Your instructions:
Transcribe the records underneath word for word, and leave no line out.
--- Input data Enclosed Below ---
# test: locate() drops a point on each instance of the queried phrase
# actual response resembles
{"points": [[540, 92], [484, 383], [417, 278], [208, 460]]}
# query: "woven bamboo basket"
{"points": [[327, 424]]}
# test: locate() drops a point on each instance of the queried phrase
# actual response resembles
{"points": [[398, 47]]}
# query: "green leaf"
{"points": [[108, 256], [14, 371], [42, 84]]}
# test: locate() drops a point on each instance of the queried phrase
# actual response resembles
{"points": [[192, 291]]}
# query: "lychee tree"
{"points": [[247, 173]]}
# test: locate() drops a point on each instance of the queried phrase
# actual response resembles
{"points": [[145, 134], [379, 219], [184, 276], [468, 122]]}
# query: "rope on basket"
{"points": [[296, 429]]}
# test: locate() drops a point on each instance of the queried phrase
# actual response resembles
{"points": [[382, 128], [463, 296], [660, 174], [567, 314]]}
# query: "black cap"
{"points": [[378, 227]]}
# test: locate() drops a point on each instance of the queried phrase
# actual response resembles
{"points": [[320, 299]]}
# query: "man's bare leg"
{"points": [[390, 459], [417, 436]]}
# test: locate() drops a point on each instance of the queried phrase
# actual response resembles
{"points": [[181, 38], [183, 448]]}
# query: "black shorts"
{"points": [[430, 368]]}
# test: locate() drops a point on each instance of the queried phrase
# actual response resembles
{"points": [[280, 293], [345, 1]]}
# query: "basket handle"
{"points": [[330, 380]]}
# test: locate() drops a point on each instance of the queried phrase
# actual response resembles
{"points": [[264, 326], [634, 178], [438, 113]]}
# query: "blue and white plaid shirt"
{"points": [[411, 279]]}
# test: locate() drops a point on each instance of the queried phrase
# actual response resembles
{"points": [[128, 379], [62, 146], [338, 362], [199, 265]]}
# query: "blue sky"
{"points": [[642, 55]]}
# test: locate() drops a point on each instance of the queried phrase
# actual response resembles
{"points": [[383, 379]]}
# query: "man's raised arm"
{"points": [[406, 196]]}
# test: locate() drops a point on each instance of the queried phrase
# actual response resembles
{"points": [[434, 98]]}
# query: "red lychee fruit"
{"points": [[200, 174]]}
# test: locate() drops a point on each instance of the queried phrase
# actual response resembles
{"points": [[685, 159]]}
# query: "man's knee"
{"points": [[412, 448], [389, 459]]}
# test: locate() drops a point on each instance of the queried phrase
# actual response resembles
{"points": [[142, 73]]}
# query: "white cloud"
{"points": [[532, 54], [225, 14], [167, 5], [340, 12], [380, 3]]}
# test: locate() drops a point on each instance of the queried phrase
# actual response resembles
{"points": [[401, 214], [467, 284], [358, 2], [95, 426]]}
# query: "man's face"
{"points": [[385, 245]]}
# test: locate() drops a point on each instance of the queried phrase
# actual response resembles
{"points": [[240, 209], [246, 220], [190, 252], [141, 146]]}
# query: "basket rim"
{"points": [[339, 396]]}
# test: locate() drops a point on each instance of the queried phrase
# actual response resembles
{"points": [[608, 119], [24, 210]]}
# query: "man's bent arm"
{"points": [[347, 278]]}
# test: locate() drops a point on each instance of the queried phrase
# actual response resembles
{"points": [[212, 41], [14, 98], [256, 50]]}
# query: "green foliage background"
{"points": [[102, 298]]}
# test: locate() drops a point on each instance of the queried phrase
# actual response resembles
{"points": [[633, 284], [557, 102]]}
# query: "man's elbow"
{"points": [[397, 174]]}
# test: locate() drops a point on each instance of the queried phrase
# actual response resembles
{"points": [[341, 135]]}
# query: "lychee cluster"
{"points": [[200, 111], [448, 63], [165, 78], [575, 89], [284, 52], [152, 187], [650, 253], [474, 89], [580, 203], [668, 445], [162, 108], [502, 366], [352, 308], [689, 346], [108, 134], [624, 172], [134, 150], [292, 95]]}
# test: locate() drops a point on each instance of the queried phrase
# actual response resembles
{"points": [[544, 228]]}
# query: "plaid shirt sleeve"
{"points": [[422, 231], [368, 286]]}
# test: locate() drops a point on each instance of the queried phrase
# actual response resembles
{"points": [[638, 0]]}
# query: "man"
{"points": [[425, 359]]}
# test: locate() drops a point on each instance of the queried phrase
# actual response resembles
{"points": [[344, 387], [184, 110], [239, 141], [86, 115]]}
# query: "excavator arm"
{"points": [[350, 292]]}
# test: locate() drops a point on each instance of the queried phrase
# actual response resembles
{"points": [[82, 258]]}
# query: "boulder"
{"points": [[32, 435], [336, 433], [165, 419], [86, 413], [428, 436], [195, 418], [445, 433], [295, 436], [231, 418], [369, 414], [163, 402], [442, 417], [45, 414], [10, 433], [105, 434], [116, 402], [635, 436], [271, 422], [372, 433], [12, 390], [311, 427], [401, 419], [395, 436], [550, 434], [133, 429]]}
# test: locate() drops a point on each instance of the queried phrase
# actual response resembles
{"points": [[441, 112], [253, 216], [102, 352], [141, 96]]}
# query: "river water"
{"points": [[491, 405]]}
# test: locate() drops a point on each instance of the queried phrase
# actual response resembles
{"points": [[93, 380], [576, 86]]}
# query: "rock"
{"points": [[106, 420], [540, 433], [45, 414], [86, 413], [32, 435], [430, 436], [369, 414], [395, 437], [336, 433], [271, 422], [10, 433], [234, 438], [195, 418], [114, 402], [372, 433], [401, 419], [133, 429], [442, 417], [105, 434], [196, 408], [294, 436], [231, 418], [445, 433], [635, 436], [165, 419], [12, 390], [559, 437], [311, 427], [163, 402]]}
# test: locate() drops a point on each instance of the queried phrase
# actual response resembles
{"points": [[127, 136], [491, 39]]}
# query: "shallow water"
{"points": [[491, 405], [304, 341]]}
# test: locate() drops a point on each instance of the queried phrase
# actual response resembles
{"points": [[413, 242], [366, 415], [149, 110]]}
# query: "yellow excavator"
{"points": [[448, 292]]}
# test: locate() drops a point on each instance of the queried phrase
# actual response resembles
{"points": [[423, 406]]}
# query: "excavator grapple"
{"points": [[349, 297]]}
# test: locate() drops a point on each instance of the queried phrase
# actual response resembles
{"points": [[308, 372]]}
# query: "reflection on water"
--- End of Enclosed Input data ---
Result:
# test: locate() drops a point on each instance of the queried phrase
# actual response resembles
{"points": [[540, 92], [484, 383], [417, 278], [208, 460]]}
# query: "woven bamboo basket"
{"points": [[327, 424]]}
# test: locate() drops a point on each instance of the queried phrase
# actual response resembles
{"points": [[398, 47]]}
# query: "green leaf"
{"points": [[108, 256], [14, 371], [42, 84]]}
# test: locate() drops a point on each instance of the queried phrase
# actual response resembles
{"points": [[192, 291]]}
# query: "lychee tree"
{"points": [[247, 173]]}
# test: locate() drops a point on each instance of the queried phrase
# actual response resembles
{"points": [[145, 134], [379, 219], [184, 276], [468, 122]]}
# query: "rope on basket"
{"points": [[296, 429]]}
# test: locate() drops a point on each instance of the queried phrase
# actual response resembles
{"points": [[382, 128], [463, 296], [660, 174], [567, 314]]}
# query: "black cap"
{"points": [[378, 227]]}
# test: locate() drops a point on each instance of the queried phrase
# actual response resembles
{"points": [[320, 299]]}
# query: "man's bare leg"
{"points": [[390, 459], [417, 436]]}
# test: locate() drops a point on each instance of the queried phrase
# actual response resembles
{"points": [[181, 38], [183, 448]]}
# query: "black shorts"
{"points": [[430, 368]]}
# test: locate() drops a point on each instance of the queried phrase
# actual response resembles
{"points": [[280, 293], [345, 1]]}
# query: "basket handle"
{"points": [[330, 380]]}
# test: locate() drops a point on each instance of the queried phrase
# actual response resembles
{"points": [[264, 326], [634, 178], [438, 113]]}
# query: "blue and white plaid shirt"
{"points": [[411, 279]]}
# test: locate() drops a point on each instance of the queried phrase
# actual response resembles
{"points": [[128, 379], [62, 146], [338, 362], [199, 265]]}
# query: "blue sky"
{"points": [[642, 55]]}
# test: locate() drops a point on each instance of the queried phrase
# actual response resembles
{"points": [[383, 379]]}
# query: "man's raised arm"
{"points": [[406, 196]]}
# test: locate() drops a point on each instance of the queried phrase
# actual response resembles
{"points": [[434, 98]]}
# query: "red lychee fruit"
{"points": [[200, 174]]}
# test: locate() drops a point on each instance of the queried phrase
# actual response resembles
{"points": [[685, 159]]}
# query: "man's knee"
{"points": [[412, 448], [389, 459]]}
# test: locate() drops a point on each instance of the queried phrase
# actual response resembles
{"points": [[142, 73]]}
# query: "white cloud"
{"points": [[532, 54], [225, 14], [167, 5], [340, 12], [380, 3]]}
# test: locate() drops a point on each instance of the queried phrase
# actual response resembles
{"points": [[401, 214], [467, 284], [358, 2], [95, 426]]}
# query: "man's face"
{"points": [[385, 245]]}
# test: locate() drops a point on each instance of the queried phrase
# actual response resembles
{"points": [[240, 209], [246, 220], [190, 252], [141, 146]]}
# query: "basket rim"
{"points": [[339, 396]]}
# test: locate() drops a point on each instance of the queried phrase
# actual response resembles
{"points": [[608, 119], [24, 210]]}
# query: "man's bent arm"
{"points": [[347, 278]]}
# test: locate() drops a point on each instance of the queried phrase
# actual response resembles
{"points": [[212, 41], [14, 98], [256, 50]]}
# query: "green foliage background"
{"points": [[102, 298]]}
# test: locate() drops a point on each instance of the queried phrase
# actual response resembles
{"points": [[633, 284], [557, 102]]}
# query: "man's elbow"
{"points": [[397, 174]]}
# test: locate() drops a point on each instance of the queried phrase
# actual response resembles
{"points": [[341, 135]]}
# query: "lychee cluster"
{"points": [[200, 111], [448, 63], [165, 78], [575, 89], [284, 52], [152, 187], [650, 253], [474, 89], [580, 203], [668, 445], [162, 108], [502, 366], [352, 308], [689, 346], [108, 134], [624, 172], [134, 150], [292, 95]]}
# test: locate() drops a point on each instance of the queried phrase
# actual response resembles
{"points": [[544, 228]]}
# query: "plaid shirt sleeve"
{"points": [[422, 231], [368, 286]]}
# test: locate() drops a point on each instance of the queried phrase
# actual response resembles
{"points": [[638, 0]]}
# query: "man"
{"points": [[425, 359]]}
# test: locate() drops a point on each instance of the queried phrase
# actual response resembles
{"points": [[344, 387], [184, 110], [239, 141], [86, 115]]}
# query: "excavator arm"
{"points": [[350, 292]]}
# test: locate() drops a point on each instance of the queried phrase
# actual response resembles
{"points": [[82, 258]]}
# query: "boulder"
{"points": [[32, 435], [336, 433], [165, 419], [86, 413], [428, 436], [195, 418], [445, 433], [295, 436], [231, 418], [369, 414], [163, 402], [442, 417], [45, 414], [10, 433], [105, 434], [116, 402], [635, 436], [271, 422], [372, 433], [12, 390], [311, 427], [401, 419], [395, 436], [550, 434], [133, 429]]}
# test: locate() drops a point on each instance of the queried phrase
# actual response resembles
{"points": [[441, 112], [253, 216], [102, 352], [141, 96]]}
# query: "river water"
{"points": [[491, 405]]}
# test: locate() drops a point on each instance of the queried phrase
# actual response resembles
{"points": [[93, 380], [576, 86]]}
# query: "rock"
{"points": [[106, 420], [540, 433], [45, 414], [86, 413], [32, 435], [430, 436], [369, 414], [395, 437], [336, 433], [271, 422], [10, 433], [234, 438], [195, 418], [114, 402], [372, 433], [401, 419], [133, 429], [442, 417], [105, 434], [196, 408], [294, 436], [231, 418], [445, 433], [635, 436], [165, 419], [12, 390], [559, 437], [311, 427], [163, 402]]}
# test: locate() drops a point on each instance of the queried phrase
# actual response resembles
{"points": [[127, 136], [491, 39]]}
# query: "shallow water"
{"points": [[491, 405], [304, 341]]}
# test: locate() drops a point on each instance of the queried phrase
# actual response resembles
{"points": [[413, 242], [366, 415], [149, 110]]}
# query: "yellow excavator"
{"points": [[448, 292]]}
# test: locate() drops a point on each instance of the queried phrase
# actual response resembles
{"points": [[423, 406]]}
# query: "excavator grapple"
{"points": [[349, 297]]}
# test: locate() drops a point on each instance of the queried phrase
# actual response resembles
{"points": [[308, 372]]}
# query: "reflection on water"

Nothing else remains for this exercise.